[Begin Passage given]

[svlug] Need advice/help managing documents - Subversion? GIT?

Brian J. Tarricone bjt23 at cornell.edu
Thu Oct 16 20:06:20 PDT 2008


Bill Ward wrote:
> I have several laptops that I use (my own, issued by work, my wife's) plus
> my desktop Linux box.  On each one I have differing subsets of documents,
> hopefully not in different versions :) and no really consistent way of
> syncing them up or backing them up.
> 
> I was thinking about setting up Subversion or GIT, and checking the files
> in/out of that.  I've never worked with either one, though I have a lot of
> experience with CVS and ClearCase.  So a few questions...
> 
> 1. Would this be a good idea?  Should I use SVN or GIT or is there something
> else I should consider?

For this use I'd recommend against git.  It seems like you want a 
central repository of documents that you sync with from various clients. 
  While git works fine with that model, svn is a bit better suited. 
And, coming from a CVS background, you'll have zero trouble picking up 
svn.  Git is a bit of a different beast, and you'd end up taking more 
steps each time you want to sync (git would require a local commit, 
followed by a push to the remote).

> 2. How would I need to organize my files to make this work?  For example I
> don't want to have a copy of everything on every machine - just the
> particular project that I need to work on at that moment in time.

With git, this would be a pain in the ass.  A git checkout (unlike svn) 
includes a copy of the entire repository history -- there's no way 
around this.  You also can't actually do partial checkouts of a git 
repo/module.  So you'd have to have several different git repos, whereas 
with svn, you can stick everything into one svn repo and selectively 
check out what you want.  You don't even have to keep any particular 
organisational style with svn -- you can check out directories 
recursively or non-recursively, and single files if you wish.

[End Passage given]
[Begin Exercise data]

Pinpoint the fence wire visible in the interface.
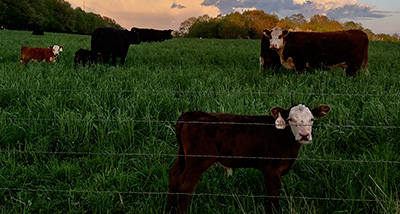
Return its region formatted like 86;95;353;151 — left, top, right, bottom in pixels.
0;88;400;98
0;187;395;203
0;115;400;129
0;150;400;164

[End Exercise data]

Requirement 1:
According to the mailing list reply, what does a git checkout include that an svn checkout does not?
Requirement 2:
Rewrite the lines of the entries in the block of data with "fence wire" changed to "power line", keeping everything else the same. Omit the pictures from your answer.

Worked answer 1:
A git checkout includes a copy of the entire repository history.

Worked answer 2:
Pinpoint the power line visible in the interface.
Return its region formatted like 86;95;353;151 — left, top, right, bottom in pixels.
0;88;400;98
0;187;395;203
0;115;400;129
0;150;400;164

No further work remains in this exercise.